Re: x86: strange behavior of invlpg

Nadav Amit <nadav.amit@xxxxxxxxx> · Mon, 16 May 2016 09:51:23 -0700

Thanks! I appreciate it.

I think your experiment with global paging just corraborate that the
latency is caused by TLB misses. I measured TLB misses (and especially STLB
misses) in other experiments but not in this one. I will run some more
experiments, specifically to test how AMD behaves.

I should note this is a byproduct of a study I did, and it is not as if I was
looking for strange behaviors (no more validation papers for me!).

The strangest thing is that on bare-metal I don’t see this phenomenon - I doubt
it is a CPU “feature”. Once we understand it, the very least it may affect
the recommended value of “tlb_single_page_flush_ceiling”, that controls when
the kernel performs full TLB flush vs. selective flushes.

Nadav

Paolo Bonzini <pbonzini@xxxxxxxxxx> wrote:

> On 14/05/2016 11:35, Nadav Amit wrote:
>> I encountered a strange phenomenum and I would appreciate your sanity check
>> and opinion. It looks as if 'invlpg' that runs in a VM causes a very broad
>> flush.

:: WHAT YOU NEED TO DO ::
1 - Answer these questions using the message about invlpg behavior:
(a) According to the writer, what does "tlb_single_page_flush_ceiling" control?
(b) In what setting does the writer not see the phenomenon?
(c) Which vendor's behavior does the writer plan to test in further experiments?
2 - Copy the stretch of the message about invlpg behavior from "I think your" through "papers for me!).".
The material that comes after this point is from a different source.

:: RECORDED DATA ::
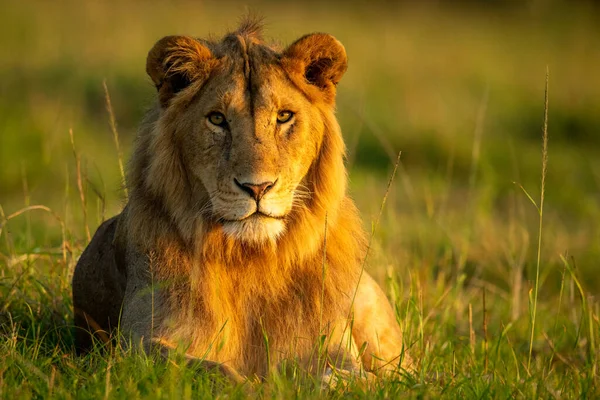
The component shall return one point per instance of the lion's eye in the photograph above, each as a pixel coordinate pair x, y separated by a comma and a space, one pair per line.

:: EXPECTED ANSWERS ::
1 -
(a) It controls when the kernel performs a full TLB flush instead of selective flushes.
(b) On bare-metal.
(c) AMD.

2 -
I think your experiment with global paging just corraborate that the
latency is caused by TLB misses. I measured TLB misses (and especially STLB
misses) in other experiments but not in this one. I will run some more
experiments, specifically to test how AMD behaves.

I should note this is a byproduct of a study I did, and it is not as if I was
looking for strange behaviors (no more validation papers for me!).